DIRECTIONS FOR THIS TASK: Retype the data below without altering anything.

+++ DATA SHOWN +++

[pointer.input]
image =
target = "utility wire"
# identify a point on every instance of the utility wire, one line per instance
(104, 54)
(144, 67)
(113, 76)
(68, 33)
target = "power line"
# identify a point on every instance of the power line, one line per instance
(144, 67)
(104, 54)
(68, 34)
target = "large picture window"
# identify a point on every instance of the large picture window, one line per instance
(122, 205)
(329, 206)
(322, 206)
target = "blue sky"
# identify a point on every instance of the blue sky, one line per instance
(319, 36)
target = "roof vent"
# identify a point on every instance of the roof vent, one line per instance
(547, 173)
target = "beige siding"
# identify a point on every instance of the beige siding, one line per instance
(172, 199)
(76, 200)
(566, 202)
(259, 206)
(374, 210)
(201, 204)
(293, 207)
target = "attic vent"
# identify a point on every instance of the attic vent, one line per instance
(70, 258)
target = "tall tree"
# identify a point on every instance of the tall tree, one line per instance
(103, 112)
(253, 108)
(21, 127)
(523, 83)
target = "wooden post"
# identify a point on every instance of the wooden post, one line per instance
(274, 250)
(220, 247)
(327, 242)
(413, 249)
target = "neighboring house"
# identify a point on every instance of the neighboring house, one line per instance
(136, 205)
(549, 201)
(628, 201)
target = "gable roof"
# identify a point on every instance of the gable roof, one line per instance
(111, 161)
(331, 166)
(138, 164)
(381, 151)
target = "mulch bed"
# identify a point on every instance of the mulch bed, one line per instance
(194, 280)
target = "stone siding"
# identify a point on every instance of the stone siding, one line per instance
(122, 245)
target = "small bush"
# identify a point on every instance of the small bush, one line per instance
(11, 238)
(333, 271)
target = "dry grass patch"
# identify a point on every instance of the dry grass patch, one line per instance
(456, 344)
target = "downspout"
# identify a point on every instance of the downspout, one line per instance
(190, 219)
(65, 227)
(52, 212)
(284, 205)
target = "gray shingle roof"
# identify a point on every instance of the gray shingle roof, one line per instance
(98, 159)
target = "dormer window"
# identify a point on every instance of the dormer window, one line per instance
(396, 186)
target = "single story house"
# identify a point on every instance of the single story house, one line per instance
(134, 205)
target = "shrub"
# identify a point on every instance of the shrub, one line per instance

+++

PROBLEM SOLUTION:
[pointer.input]
image =
target = "utility wire"
# identify a point on every instance of the utility wire, one line per instance
(104, 54)
(144, 67)
(113, 76)
(68, 33)
target = "power line"
# identify a point on every instance of the power line, one line per instance
(144, 67)
(104, 54)
(68, 34)
target = "large picture window"
# identify a point on every instance of the large picture window, one line per instance
(122, 205)
(329, 206)
(322, 206)
target = "blue sky"
# identify a point on every instance of the blue sky, one line per instance
(319, 36)
target = "roof vent"
# identify a point on every instance of the roof vent, one line per instance
(547, 173)
target = "beige siding"
# identify a point on every instance of the beige siding, one line per instance
(172, 199)
(76, 200)
(566, 202)
(259, 206)
(374, 210)
(201, 204)
(293, 207)
target = "attic vent"
# identify a point on every instance of the attic vent, one line per instance
(70, 258)
target = "tall tree"
# identify a point on every instance of the tall tree, one line per instance
(103, 112)
(253, 108)
(21, 127)
(523, 83)
target = "wooden post"
# identify a point on every instance of the wooden post, one line per instance
(274, 250)
(220, 247)
(327, 242)
(413, 249)
target = "neighboring house"
# identify a point on every instance of the neighboring house, one line per instance
(136, 205)
(549, 201)
(628, 201)
target = "gable roof"
# identify a point on every instance of the gable roof, one line per instance
(111, 161)
(331, 166)
(138, 164)
(381, 151)
target = "mulch bed"
# identify a point on every instance of the mulch bed, one line per instance
(194, 280)
target = "stone siding"
# identify a point on every instance of the stone siding, one line per instance
(122, 245)
target = "small bush"
# identify a point on every instance of the small bush, one line per instance
(11, 238)
(333, 271)
target = "dry grass patch"
# identify a point on every instance of the dry grass patch, one line per instance
(456, 344)
target = "downspout"
# identify a point on every instance of the downspout, one line per instance
(190, 219)
(65, 227)
(52, 212)
(284, 205)
target = "gray shingle roof"
# identify a point on every instance of the gray shingle roof, one line per instance
(98, 159)
target = "dormer window"
# identify a point on every instance of the dormer window, one line per instance
(396, 186)
target = "single story house"
# identify a point on every instance of the single story house, one line per instance
(134, 205)
target = "shrub"
# identify a point on every instance of the shrub, one line per instance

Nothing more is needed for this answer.